• **Consegne**
a. Nel brano sulle misure anti-contagio, quale strategia, oltre al buon senso collettivo, potrebbe essere adottata per far rispettare l'obbligo della mascherina all'aperto?
b. Prosegui il brano sulle misure anti-contagio dopo la sua ultima frase.

• **Brano**
Ciò che però sembra essere di difficile applicazione, all’atto pratico, è l’uso razionale delle mascherine all’aperto. In molti casi la regola di indossare la mascherina quando ci si trova in una condizione di sovraffollamento viene ignorata. Accade nei luoghi della movida, è accaduto per i festeggiamenti dopo la vittoria agli Europei della nazionale e succede regolarmente nelle vie più affollate delle città. In questo caso, oltre a fare affidamento sul buon senso collettivo, la strategia che potrebbe essere adottata è quella dell’irrigidimento dei controlli, con forze dell’ordine posizionate nei luoghi a più alta probabilità di assembramento per verificare che l’obbligo di indossare la mascherina così come oggi in vigore sia davvero rispettato. E lo stesso dovrebbe valere anche per moltissime altre misure anti-contagio, dal distanziamento nei supermercati all’igiene delle mani, dal controllo della temperatura al rispetto della distanza minima quando ci si mette in fila, confidando che il rilassamento generale estivo non si trasformi in una totale perdita delle necessarie attenzioni.

Si tratta comunque di una situazione difficile da calibrare, come dimostra anche il caso delle discoteche. Per il momento ne è stata annunciata la riapertura, pur senza avere ancora fissato la data, ma l’aumento dei casi potrebbe fare cambiare di nuovo idea. Allo stesso tempo, però, il prolungarsi dei tempi sta facendo crescere il numero di discoteche “abusive” o “mascherate”, tanto che ci si sta ponendo il problema se sia meglio aprire ufficialmente in modo più regolamentato o se continuare a tenere chiuso favorendo il moltiplicarsi di realtà non a norma.

• **Materiale fornito**
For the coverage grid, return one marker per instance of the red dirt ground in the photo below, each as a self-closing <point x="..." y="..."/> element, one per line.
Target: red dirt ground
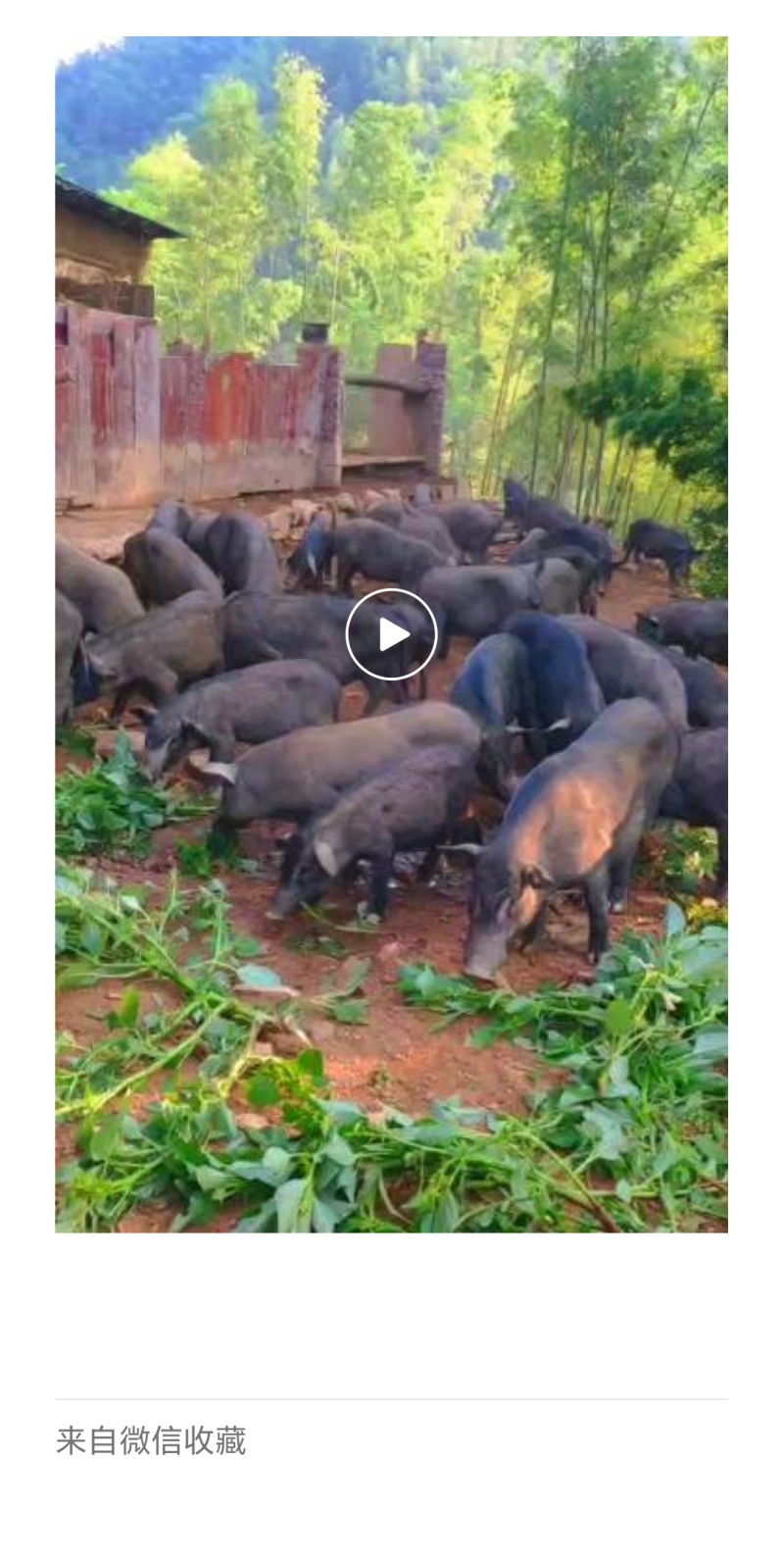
<point x="397" y="1058"/>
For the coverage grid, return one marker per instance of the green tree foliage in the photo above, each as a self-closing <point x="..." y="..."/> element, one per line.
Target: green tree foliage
<point x="555" y="210"/>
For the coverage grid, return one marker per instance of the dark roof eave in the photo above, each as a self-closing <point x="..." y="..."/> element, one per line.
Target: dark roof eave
<point x="74" y="197"/>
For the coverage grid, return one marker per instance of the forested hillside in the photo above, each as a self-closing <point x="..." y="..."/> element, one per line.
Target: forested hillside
<point x="115" y="102"/>
<point x="555" y="210"/>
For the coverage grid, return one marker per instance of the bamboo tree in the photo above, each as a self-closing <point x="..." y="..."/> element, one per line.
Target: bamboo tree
<point x="558" y="263"/>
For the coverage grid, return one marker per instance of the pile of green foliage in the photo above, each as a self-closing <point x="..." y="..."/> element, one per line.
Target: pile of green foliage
<point x="631" y="1139"/>
<point x="113" y="808"/>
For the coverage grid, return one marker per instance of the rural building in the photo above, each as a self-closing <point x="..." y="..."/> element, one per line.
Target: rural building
<point x="102" y="252"/>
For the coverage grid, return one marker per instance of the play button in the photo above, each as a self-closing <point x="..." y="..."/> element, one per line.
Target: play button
<point x="373" y="634"/>
<point x="391" y="634"/>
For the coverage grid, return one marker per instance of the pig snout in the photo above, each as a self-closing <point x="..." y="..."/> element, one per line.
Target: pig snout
<point x="484" y="953"/>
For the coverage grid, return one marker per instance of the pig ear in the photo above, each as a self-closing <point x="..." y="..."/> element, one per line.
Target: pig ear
<point x="192" y="730"/>
<point x="325" y="856"/>
<point x="536" y="879"/>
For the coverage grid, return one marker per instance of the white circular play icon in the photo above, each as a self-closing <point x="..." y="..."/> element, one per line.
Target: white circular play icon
<point x="391" y="632"/>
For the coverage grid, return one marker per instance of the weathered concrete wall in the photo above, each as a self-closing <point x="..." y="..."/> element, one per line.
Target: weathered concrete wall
<point x="88" y="250"/>
<point x="428" y="414"/>
<point x="134" y="426"/>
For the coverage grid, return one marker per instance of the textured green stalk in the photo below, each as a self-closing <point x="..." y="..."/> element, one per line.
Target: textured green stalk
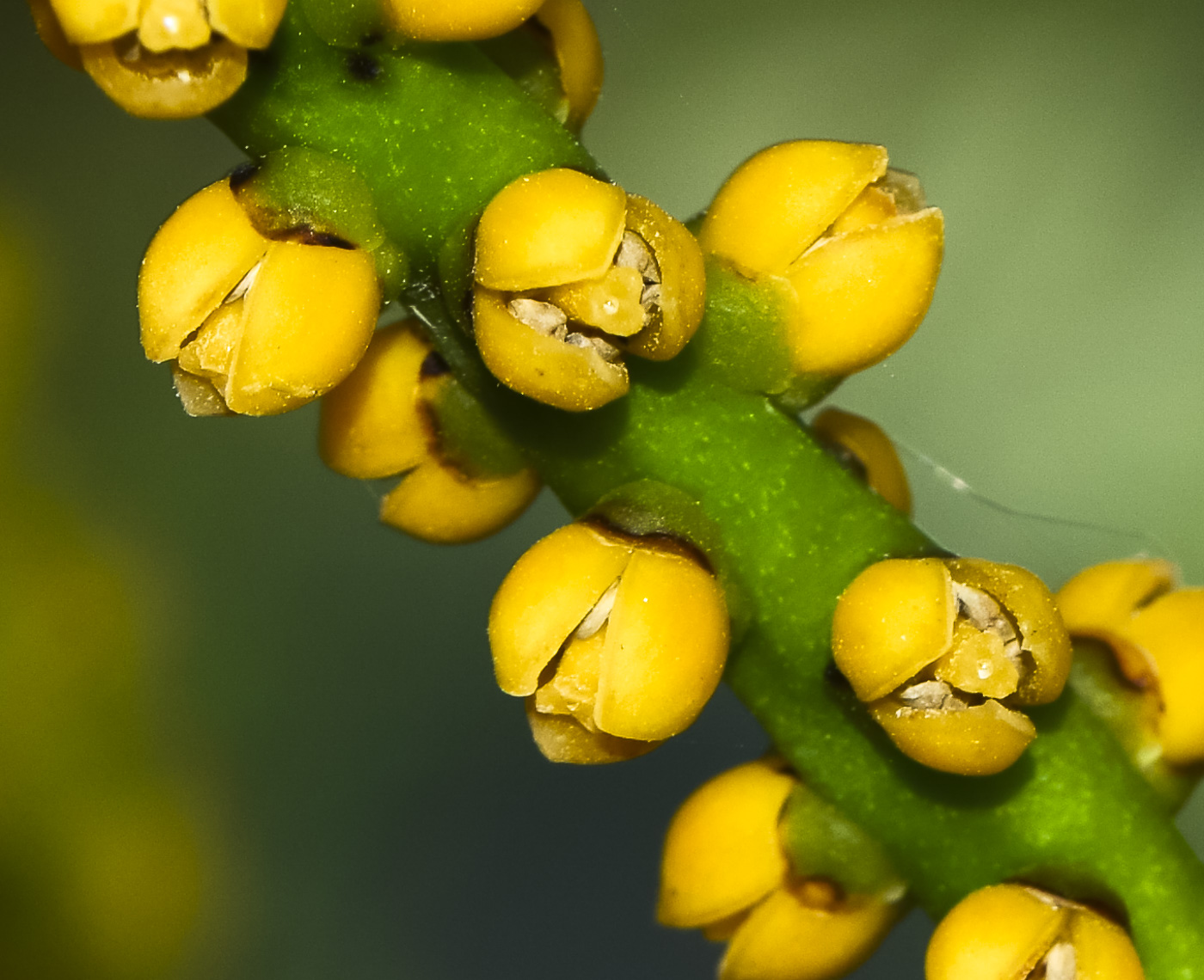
<point x="436" y="132"/>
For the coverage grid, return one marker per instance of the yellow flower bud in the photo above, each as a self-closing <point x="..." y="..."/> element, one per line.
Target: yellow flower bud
<point x="622" y="636"/>
<point x="1158" y="636"/>
<point x="458" y="20"/>
<point x="872" y="450"/>
<point x="268" y="323"/>
<point x="725" y="871"/>
<point x="849" y="243"/>
<point x="569" y="273"/>
<point x="574" y="42"/>
<point x="160" y="59"/>
<point x="1011" y="932"/>
<point x="381" y="423"/>
<point x="943" y="649"/>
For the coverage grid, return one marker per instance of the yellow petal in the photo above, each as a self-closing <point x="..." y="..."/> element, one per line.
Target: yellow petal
<point x="199" y="255"/>
<point x="458" y="20"/>
<point x="562" y="739"/>
<point x="784" y="940"/>
<point x="665" y="649"/>
<point x="578" y="53"/>
<point x="999" y="932"/>
<point x="310" y="317"/>
<point x="548" y="229"/>
<point x="980" y="741"/>
<point x="176" y="84"/>
<point x="1171" y="631"/>
<point x="894" y="619"/>
<point x="683" y="285"/>
<point x="872" y="448"/>
<point x="371" y="424"/>
<point x="1033" y="609"/>
<point x="541" y="366"/>
<point x="722" y="851"/>
<point x="89" y="21"/>
<point x="439" y="505"/>
<point x="860" y="297"/>
<point x="780" y="201"/>
<point x="1102" y="949"/>
<point x="545" y="596"/>
<point x="249" y="23"/>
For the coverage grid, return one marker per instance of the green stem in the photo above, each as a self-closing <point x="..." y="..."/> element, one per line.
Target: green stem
<point x="436" y="132"/>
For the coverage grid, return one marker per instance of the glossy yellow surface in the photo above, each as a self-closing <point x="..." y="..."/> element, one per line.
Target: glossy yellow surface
<point x="371" y="424"/>
<point x="722" y="851"/>
<point x="541" y="366"/>
<point x="857" y="297"/>
<point x="778" y="202"/>
<point x="1035" y="610"/>
<point x="298" y="321"/>
<point x="996" y="934"/>
<point x="872" y="448"/>
<point x="439" y="504"/>
<point x="785" y="940"/>
<point x="544" y="597"/>
<point x="88" y="21"/>
<point x="665" y="649"/>
<point x="176" y="84"/>
<point x="1170" y="630"/>
<point x="894" y="619"/>
<point x="1005" y="932"/>
<point x="637" y="634"/>
<point x="548" y="229"/>
<point x="978" y="741"/>
<point x="679" y="261"/>
<point x="578" y="52"/>
<point x="458" y="20"/>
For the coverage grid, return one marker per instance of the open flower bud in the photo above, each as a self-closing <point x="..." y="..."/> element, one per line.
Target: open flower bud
<point x="869" y="453"/>
<point x="943" y="650"/>
<point x="1017" y="932"/>
<point x="848" y="242"/>
<point x="163" y="59"/>
<point x="726" y="872"/>
<point x="1156" y="634"/>
<point x="569" y="273"/>
<point x="267" y="324"/>
<point x="622" y="636"/>
<point x="384" y="420"/>
<point x="458" y="20"/>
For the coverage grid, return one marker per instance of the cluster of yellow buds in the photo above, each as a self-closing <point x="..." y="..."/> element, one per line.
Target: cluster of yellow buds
<point x="943" y="650"/>
<point x="617" y="642"/>
<point x="393" y="417"/>
<point x="160" y="59"/>
<point x="569" y="273"/>
<point x="1017" y="932"/>
<point x="252" y="324"/>
<point x="1156" y="634"/>
<point x="867" y="450"/>
<point x="846" y="242"/>
<point x="726" y="871"/>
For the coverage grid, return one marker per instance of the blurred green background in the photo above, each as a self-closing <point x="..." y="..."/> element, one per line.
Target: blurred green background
<point x="371" y="805"/>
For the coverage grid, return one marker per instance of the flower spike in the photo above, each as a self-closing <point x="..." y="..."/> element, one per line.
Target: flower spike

• **Soluzioni**
a. L'irrigidimento dei controlli, con forze dell'ordine posizionate nei luoghi a più alta probabilità di assembramento.

b.
Viaggi all’estero con più attenzione

La variante delta è già in Italia da tempo e in ogni caso sarà impossibile anche in futuro prevenire l’arrivo e la diffusione di specifiche varianti. Tuttavia, non c’è dubbio che da quei paesi (o da quelle regioni) in cui la circolazione virale è più alta sia più probabile rientrare con il virus in corpo, così come è accaduto nella stagione estiva 2020.

Per questo motivo è in fase di valutazione una specifica misura di quarantena per chi rientra in Italia dai paesi dove la variante delta è più diffusa. Oltre al Regno Unito – per il quale la misura è già in vigore – la quarantena potrebbe essere prevista a partire da Spagna e Portogallo, e dovrebbe essere lunga 5 giorni. Una misura comunque insufficiente ad arginare la diffusione, ma che potrebbe consentire di arrivare a fine estate con una situazione complessiva ancora ben sotto controllo, così da poter consentire la ripresa delle attività (scolastiche, sportive e commerciali) nel modo più normale possibile.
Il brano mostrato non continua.